- Problem description -
Repeat the listing below word for word, leaving out the pictures.

[START OF Records shown]

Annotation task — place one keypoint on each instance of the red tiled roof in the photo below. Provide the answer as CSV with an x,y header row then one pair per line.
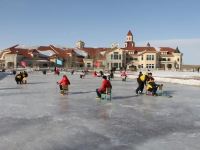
x,y
129,33
93,52
20,51
140,49
168,49
58,51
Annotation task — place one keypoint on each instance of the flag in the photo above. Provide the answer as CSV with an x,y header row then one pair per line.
x,y
23,64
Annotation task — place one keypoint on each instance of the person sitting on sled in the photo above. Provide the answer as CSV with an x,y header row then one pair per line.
x,y
64,82
152,87
142,79
105,84
124,75
95,74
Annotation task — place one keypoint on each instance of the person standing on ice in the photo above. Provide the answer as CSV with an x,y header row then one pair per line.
x,y
63,83
142,78
105,84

[END OF Records shown]

- Exercise response -
Annotation task — place one keypoint on each instance of the red tiled roof in the photo below. Provide the answer as CSV with an x,y header row then one pair per line.
x,y
129,33
93,52
20,51
140,49
168,49
58,51
Annotation task — place one keypoint on each instance of the flag in the photo above. Provide the answer as CSV with an x,y header row then one pair per line.
x,y
23,64
Annotation task — place one keypoint on each instance of the person sitting on sled in the photo above. Provide the answer as CSV with an x,y header row then one pair per line.
x,y
64,82
152,87
142,79
105,84
124,75
95,74
Annotation task — place one keypoint on each instance of the person standing on ice in the photo above. Provide the answer as CSV with an x,y header row then one pair per line.
x,y
63,83
142,78
105,84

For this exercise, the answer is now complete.